*** Records for the exercise ***

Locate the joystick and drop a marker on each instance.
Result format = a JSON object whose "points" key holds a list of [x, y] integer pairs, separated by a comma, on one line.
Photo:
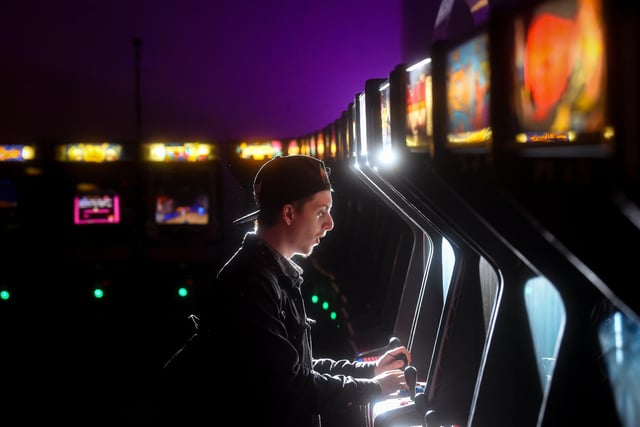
{"points": [[411, 377]]}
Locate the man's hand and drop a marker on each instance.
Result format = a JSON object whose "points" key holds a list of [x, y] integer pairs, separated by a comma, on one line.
{"points": [[391, 381], [396, 358]]}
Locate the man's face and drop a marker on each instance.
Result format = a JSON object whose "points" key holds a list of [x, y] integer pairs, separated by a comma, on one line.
{"points": [[311, 223]]}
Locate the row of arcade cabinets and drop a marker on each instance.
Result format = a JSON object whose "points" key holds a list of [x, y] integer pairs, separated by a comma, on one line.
{"points": [[103, 247], [508, 160]]}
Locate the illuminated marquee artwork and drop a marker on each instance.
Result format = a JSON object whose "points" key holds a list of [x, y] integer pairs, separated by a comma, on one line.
{"points": [[468, 92], [560, 71]]}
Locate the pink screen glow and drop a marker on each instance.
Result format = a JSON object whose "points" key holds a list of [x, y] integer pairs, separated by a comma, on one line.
{"points": [[96, 209]]}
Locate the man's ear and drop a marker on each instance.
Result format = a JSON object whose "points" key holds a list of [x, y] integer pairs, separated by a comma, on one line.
{"points": [[288, 213]]}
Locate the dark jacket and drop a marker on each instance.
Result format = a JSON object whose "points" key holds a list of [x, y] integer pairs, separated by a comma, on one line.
{"points": [[255, 306]]}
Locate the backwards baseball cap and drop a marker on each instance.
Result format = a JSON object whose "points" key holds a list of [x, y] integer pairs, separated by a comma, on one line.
{"points": [[282, 180]]}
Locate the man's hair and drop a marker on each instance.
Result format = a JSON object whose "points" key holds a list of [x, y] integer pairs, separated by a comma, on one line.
{"points": [[284, 180]]}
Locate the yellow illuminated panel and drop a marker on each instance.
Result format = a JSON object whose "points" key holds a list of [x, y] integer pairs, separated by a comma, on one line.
{"points": [[178, 152], [261, 150], [89, 152]]}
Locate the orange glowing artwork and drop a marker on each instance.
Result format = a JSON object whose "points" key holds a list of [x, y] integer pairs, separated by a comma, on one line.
{"points": [[561, 67]]}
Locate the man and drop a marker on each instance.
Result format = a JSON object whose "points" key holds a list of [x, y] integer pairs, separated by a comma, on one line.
{"points": [[255, 308]]}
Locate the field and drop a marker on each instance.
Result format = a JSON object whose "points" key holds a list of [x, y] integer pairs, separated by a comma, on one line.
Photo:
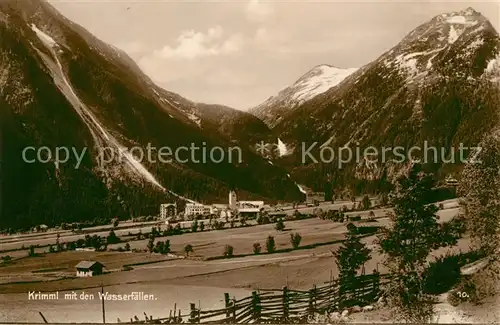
{"points": [[175, 279]]}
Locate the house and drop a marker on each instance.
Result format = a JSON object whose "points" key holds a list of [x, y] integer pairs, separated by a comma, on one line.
{"points": [[197, 208], [249, 213], [251, 204], [168, 210], [233, 199], [88, 268], [451, 181]]}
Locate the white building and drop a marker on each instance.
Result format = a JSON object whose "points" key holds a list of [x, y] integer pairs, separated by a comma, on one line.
{"points": [[250, 204], [168, 210], [197, 208]]}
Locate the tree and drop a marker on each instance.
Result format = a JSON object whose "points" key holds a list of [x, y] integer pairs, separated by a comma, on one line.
{"points": [[280, 225], [228, 251], [349, 258], [256, 248], [480, 188], [194, 226], [58, 244], [407, 243], [366, 203], [188, 249], [351, 228], [270, 244], [295, 239], [151, 244], [166, 247]]}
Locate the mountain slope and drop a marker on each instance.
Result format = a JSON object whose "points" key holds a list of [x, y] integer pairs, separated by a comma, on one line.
{"points": [[240, 127], [439, 84], [62, 87], [317, 81]]}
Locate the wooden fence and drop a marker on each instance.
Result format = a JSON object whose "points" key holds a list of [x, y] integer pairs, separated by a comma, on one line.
{"points": [[284, 305]]}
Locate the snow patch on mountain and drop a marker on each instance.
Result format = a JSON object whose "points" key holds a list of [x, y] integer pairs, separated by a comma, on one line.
{"points": [[452, 35], [315, 82], [301, 189], [460, 20], [282, 149], [47, 40], [318, 81], [101, 137]]}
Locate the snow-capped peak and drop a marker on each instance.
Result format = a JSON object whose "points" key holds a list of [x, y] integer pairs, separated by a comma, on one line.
{"points": [[315, 82], [319, 80]]}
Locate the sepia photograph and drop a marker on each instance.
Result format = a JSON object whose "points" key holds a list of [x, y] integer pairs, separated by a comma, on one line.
{"points": [[249, 162]]}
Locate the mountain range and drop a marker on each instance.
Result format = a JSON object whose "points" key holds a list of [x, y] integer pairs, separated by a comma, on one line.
{"points": [[439, 85], [62, 87]]}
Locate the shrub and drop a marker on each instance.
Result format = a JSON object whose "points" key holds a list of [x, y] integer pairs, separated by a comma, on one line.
{"points": [[454, 299], [352, 229], [263, 220], [442, 274], [295, 239], [270, 244], [228, 251], [256, 248], [363, 230], [188, 249]]}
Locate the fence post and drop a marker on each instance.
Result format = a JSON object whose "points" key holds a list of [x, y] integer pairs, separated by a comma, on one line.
{"points": [[376, 285], [227, 304], [285, 303], [312, 300], [234, 311], [256, 307], [192, 314]]}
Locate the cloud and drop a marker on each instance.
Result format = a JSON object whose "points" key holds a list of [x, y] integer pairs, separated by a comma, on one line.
{"points": [[258, 11], [192, 44], [133, 47]]}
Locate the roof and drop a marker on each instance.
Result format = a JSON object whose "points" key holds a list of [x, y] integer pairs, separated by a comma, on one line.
{"points": [[249, 210], [87, 264]]}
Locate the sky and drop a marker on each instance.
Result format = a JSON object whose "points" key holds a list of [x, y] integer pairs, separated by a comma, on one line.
{"points": [[240, 52]]}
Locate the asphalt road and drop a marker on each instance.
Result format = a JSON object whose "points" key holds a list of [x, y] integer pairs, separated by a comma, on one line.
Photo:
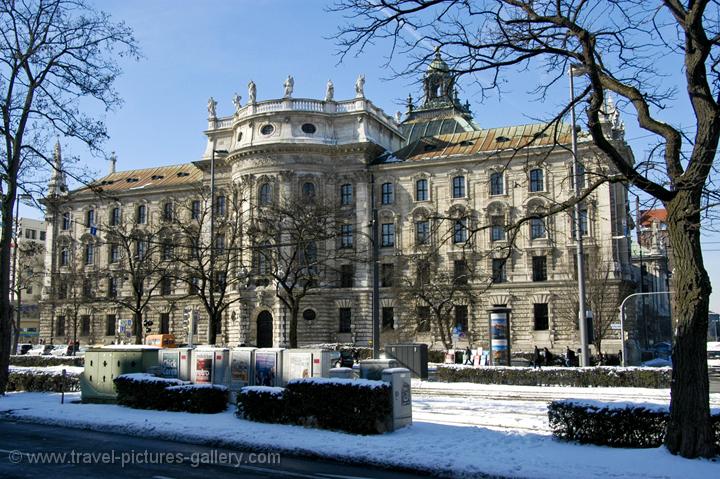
{"points": [[25, 452]]}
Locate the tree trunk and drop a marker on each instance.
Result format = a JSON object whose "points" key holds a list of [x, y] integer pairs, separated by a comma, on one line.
{"points": [[294, 312], [5, 310], [689, 432]]}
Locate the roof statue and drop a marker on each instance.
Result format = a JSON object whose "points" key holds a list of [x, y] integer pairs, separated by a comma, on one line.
{"points": [[251, 92], [360, 86], [329, 91], [237, 102], [289, 85], [211, 108]]}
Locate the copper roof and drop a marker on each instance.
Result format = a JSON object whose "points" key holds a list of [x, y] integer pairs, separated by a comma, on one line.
{"points": [[648, 217], [158, 177], [488, 140]]}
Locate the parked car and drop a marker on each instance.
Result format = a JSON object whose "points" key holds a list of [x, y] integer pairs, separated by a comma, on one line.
{"points": [[40, 350]]}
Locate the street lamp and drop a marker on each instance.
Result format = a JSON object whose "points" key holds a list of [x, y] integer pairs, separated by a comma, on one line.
{"points": [[577, 70], [212, 231], [16, 293], [622, 319]]}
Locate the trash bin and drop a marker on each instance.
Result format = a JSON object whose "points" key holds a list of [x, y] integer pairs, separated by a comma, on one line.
{"points": [[372, 368], [413, 356]]}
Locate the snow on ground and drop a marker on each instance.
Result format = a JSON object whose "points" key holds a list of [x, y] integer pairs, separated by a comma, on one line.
{"points": [[451, 435]]}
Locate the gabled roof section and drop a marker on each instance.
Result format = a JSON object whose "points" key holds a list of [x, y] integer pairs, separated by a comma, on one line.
{"points": [[482, 141], [147, 178]]}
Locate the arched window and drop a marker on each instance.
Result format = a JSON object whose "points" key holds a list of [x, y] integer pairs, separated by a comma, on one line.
{"points": [[459, 187], [497, 184], [308, 190], [537, 181], [265, 194]]}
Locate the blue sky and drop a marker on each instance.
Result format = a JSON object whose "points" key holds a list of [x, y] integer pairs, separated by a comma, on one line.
{"points": [[197, 49]]}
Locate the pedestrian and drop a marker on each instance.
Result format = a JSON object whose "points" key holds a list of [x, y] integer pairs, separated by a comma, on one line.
{"points": [[468, 356], [536, 358]]}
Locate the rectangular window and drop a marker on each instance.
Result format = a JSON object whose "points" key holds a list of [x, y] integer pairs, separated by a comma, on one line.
{"points": [[422, 232], [346, 236], [112, 287], [115, 217], [114, 255], [164, 323], [85, 325], [423, 319], [497, 228], [460, 272], [387, 196], [537, 182], [166, 286], [168, 212], [388, 234], [110, 324], [346, 194], [89, 253], [141, 215], [498, 268], [347, 276], [461, 317], [388, 318], [537, 228], [539, 268], [387, 274], [460, 231], [540, 313], [497, 184], [345, 320], [421, 192], [459, 187], [220, 207], [60, 326]]}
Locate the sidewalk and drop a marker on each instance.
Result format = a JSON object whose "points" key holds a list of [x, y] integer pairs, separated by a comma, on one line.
{"points": [[431, 444]]}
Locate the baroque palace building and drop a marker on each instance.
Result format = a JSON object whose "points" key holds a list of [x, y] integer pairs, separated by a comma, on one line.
{"points": [[436, 181]]}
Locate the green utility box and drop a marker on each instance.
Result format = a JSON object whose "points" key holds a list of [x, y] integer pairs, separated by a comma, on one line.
{"points": [[102, 365]]}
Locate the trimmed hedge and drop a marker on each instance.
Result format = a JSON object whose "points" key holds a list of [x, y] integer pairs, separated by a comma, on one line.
{"points": [[655, 378], [262, 404], [42, 382], [350, 405], [41, 361], [144, 391], [614, 425]]}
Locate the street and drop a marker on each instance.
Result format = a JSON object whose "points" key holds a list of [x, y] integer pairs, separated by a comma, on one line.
{"points": [[30, 451]]}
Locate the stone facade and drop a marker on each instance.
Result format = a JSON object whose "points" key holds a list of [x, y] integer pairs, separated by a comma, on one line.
{"points": [[436, 164]]}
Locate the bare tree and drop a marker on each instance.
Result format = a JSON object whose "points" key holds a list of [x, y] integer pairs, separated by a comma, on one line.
{"points": [[211, 275], [298, 244], [618, 46], [136, 255], [54, 54]]}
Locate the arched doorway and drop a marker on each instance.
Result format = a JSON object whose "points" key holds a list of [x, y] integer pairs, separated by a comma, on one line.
{"points": [[264, 330]]}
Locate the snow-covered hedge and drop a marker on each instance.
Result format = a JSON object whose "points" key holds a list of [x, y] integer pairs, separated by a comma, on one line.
{"points": [[356, 406], [145, 391], [634, 425], [39, 380], [262, 404], [600, 376], [42, 361]]}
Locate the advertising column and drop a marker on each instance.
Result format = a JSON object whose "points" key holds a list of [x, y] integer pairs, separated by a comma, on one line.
{"points": [[500, 336]]}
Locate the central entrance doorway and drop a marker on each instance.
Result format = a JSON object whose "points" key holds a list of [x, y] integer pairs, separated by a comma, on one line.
{"points": [[264, 330]]}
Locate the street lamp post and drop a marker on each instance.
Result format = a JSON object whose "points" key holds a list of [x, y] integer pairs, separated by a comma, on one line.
{"points": [[211, 278], [575, 70], [622, 319]]}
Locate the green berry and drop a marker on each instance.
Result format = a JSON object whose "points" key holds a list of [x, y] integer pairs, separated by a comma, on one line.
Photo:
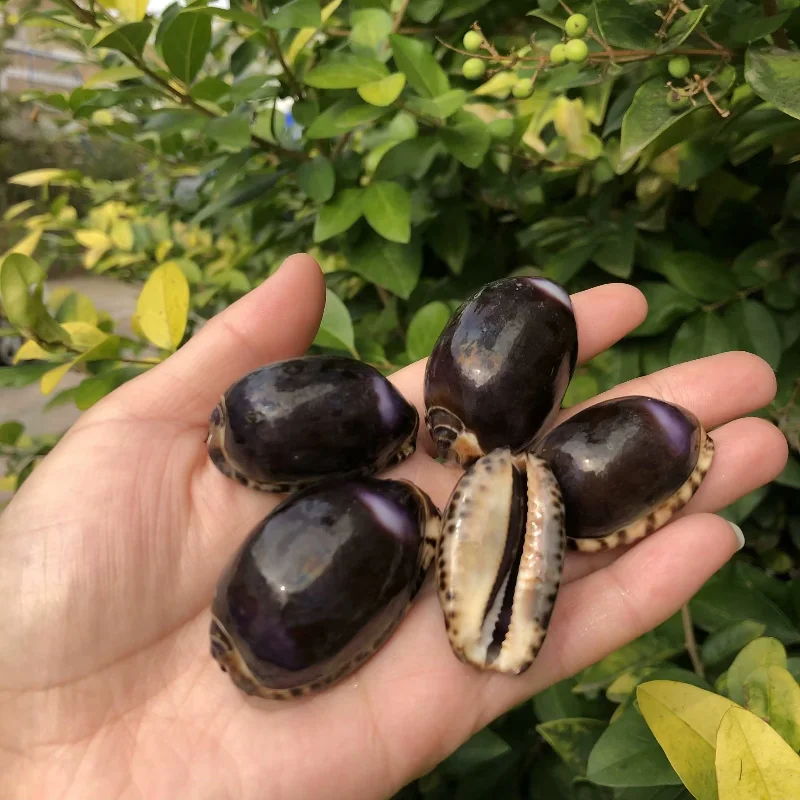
{"points": [[677, 101], [679, 66], [473, 68], [522, 88], [558, 55], [472, 41], [576, 26], [502, 128], [576, 51]]}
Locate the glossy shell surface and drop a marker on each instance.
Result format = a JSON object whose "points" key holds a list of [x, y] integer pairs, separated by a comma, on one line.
{"points": [[625, 467], [320, 584], [295, 422], [500, 368], [500, 559]]}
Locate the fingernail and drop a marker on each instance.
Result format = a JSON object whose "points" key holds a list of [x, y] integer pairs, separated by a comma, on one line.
{"points": [[739, 535]]}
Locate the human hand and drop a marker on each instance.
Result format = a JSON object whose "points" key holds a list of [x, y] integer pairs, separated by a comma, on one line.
{"points": [[110, 552]]}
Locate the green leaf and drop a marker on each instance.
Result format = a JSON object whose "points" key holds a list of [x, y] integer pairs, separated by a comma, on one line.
{"points": [[468, 142], [296, 14], [753, 762], [370, 29], [346, 72], [10, 432], [647, 118], [449, 236], [336, 328], [424, 329], [699, 275], [415, 61], [653, 647], [231, 131], [615, 253], [163, 306], [23, 374], [573, 740], [627, 754], [684, 720], [665, 306], [393, 266], [703, 334], [383, 92], [387, 208], [773, 695], [775, 75], [759, 653], [343, 116], [725, 643], [128, 39], [185, 45], [112, 75], [757, 330], [317, 179], [339, 215], [725, 599], [459, 8], [622, 24], [681, 29]]}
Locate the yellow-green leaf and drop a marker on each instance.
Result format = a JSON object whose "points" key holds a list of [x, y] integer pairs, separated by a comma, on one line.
{"points": [[383, 92], [163, 306], [31, 351], [753, 762], [122, 234], [773, 695], [37, 177], [498, 85], [52, 378], [112, 75], [759, 653], [18, 208], [94, 240], [27, 245], [84, 336], [130, 10], [684, 719]]}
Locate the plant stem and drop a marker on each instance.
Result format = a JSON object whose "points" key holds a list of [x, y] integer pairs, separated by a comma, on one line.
{"points": [[398, 17], [295, 86], [168, 90], [691, 642], [770, 9]]}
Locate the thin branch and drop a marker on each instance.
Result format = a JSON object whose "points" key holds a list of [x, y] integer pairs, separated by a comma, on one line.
{"points": [[398, 17], [294, 84], [691, 641]]}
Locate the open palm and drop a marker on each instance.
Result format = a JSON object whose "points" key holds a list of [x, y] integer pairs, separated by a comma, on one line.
{"points": [[110, 553]]}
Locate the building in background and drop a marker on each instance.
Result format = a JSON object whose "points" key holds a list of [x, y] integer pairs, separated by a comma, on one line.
{"points": [[30, 62]]}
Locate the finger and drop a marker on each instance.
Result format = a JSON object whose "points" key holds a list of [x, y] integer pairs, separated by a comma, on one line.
{"points": [[604, 611], [748, 453], [604, 315], [278, 319], [717, 389]]}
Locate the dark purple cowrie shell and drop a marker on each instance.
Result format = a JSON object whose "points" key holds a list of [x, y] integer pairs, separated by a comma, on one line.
{"points": [[295, 422], [321, 584], [499, 560], [499, 371], [625, 467]]}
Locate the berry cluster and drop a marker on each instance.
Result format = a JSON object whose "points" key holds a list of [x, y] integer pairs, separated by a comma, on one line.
{"points": [[475, 68], [575, 50]]}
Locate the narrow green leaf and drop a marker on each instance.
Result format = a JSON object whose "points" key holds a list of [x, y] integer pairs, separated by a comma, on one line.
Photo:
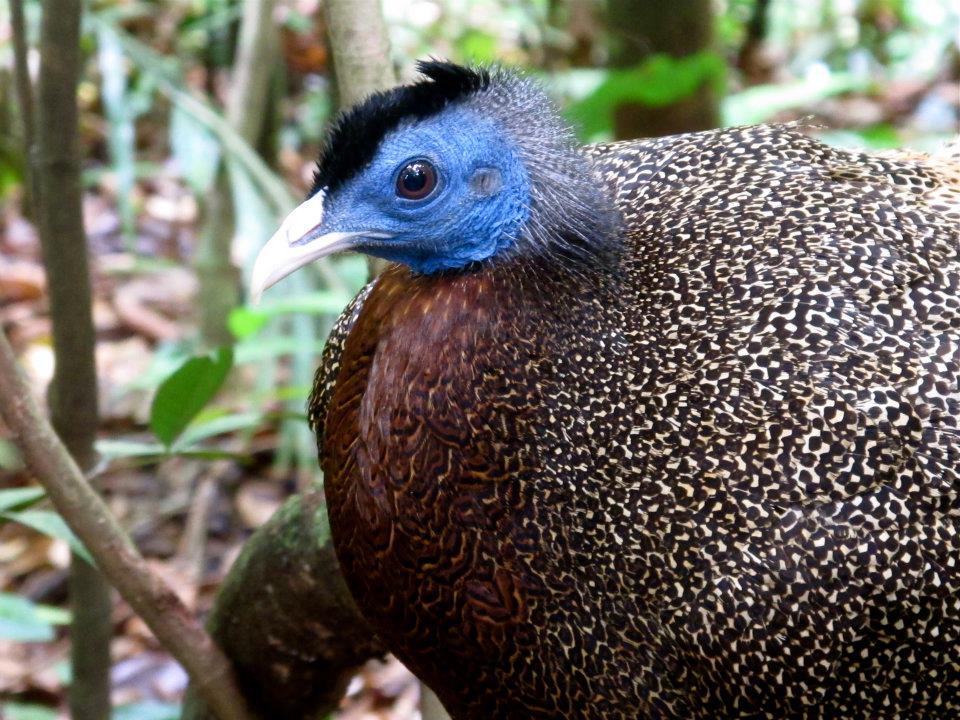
{"points": [[52, 525], [185, 393], [195, 150], [16, 498], [220, 425]]}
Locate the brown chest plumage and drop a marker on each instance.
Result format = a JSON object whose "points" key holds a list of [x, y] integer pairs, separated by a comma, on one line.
{"points": [[718, 482], [430, 457]]}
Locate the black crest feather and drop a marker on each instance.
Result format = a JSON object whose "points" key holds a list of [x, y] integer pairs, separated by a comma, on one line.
{"points": [[356, 133]]}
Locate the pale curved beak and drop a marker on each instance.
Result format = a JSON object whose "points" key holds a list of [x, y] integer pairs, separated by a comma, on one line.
{"points": [[299, 241]]}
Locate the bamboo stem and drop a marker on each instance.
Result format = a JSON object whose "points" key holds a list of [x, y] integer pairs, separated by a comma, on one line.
{"points": [[88, 516]]}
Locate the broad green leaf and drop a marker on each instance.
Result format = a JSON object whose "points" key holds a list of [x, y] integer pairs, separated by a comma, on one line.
{"points": [[51, 524], [247, 320], [15, 498], [185, 393], [22, 620]]}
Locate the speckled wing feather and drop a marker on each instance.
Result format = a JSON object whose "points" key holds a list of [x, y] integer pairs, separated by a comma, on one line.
{"points": [[325, 378], [802, 419], [721, 482]]}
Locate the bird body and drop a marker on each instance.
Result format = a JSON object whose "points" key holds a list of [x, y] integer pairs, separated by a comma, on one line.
{"points": [[709, 470]]}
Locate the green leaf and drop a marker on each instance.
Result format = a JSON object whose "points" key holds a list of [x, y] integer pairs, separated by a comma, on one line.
{"points": [[477, 46], [22, 620], [658, 81], [25, 711], [247, 320], [762, 102], [185, 393], [15, 498], [9, 456], [52, 525]]}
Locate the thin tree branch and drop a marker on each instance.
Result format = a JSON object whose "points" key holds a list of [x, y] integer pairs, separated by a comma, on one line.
{"points": [[22, 72], [361, 59], [73, 390], [89, 518]]}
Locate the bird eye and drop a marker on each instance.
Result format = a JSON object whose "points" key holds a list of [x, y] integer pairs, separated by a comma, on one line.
{"points": [[416, 180]]}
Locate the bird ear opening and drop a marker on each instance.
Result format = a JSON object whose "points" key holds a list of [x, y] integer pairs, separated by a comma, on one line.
{"points": [[486, 181]]}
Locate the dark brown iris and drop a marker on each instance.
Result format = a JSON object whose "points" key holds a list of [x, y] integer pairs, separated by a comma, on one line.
{"points": [[416, 180]]}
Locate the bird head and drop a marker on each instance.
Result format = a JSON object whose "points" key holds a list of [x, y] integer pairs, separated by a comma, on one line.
{"points": [[466, 166]]}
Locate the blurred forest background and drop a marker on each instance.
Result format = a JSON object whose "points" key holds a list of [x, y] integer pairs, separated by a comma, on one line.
{"points": [[199, 123]]}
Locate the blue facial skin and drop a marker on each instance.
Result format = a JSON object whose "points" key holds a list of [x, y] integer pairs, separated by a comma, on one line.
{"points": [[476, 211]]}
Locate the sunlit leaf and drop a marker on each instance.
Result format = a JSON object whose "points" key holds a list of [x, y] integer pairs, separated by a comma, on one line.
{"points": [[147, 710], [16, 498], [27, 711], [51, 524], [20, 620]]}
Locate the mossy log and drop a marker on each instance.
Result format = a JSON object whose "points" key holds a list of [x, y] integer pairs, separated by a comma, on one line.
{"points": [[286, 620]]}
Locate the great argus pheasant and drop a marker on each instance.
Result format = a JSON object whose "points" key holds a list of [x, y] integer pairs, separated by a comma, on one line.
{"points": [[653, 429]]}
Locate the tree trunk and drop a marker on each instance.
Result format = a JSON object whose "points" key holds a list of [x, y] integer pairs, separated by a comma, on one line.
{"points": [[641, 28], [286, 620], [73, 392]]}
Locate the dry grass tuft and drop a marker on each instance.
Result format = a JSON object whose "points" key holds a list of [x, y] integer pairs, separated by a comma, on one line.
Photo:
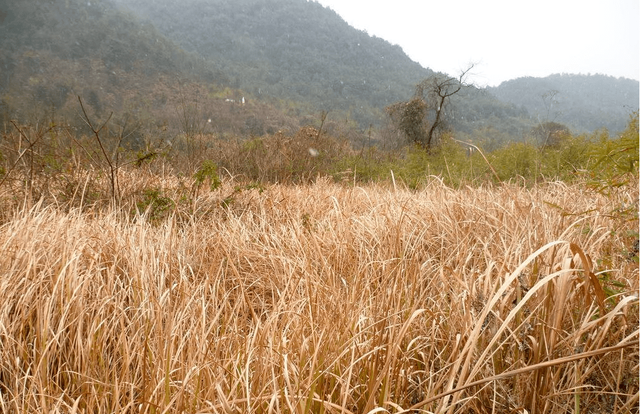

*** End of Records for the exercise ***

◆ The problem ◆
Look through the listing above and copy each line with the word "post" in it.

◆ Exercise output ◆
Locate the fence post and drop a marker on each instance.
Locate the street lamp post and drop a marker on each instance.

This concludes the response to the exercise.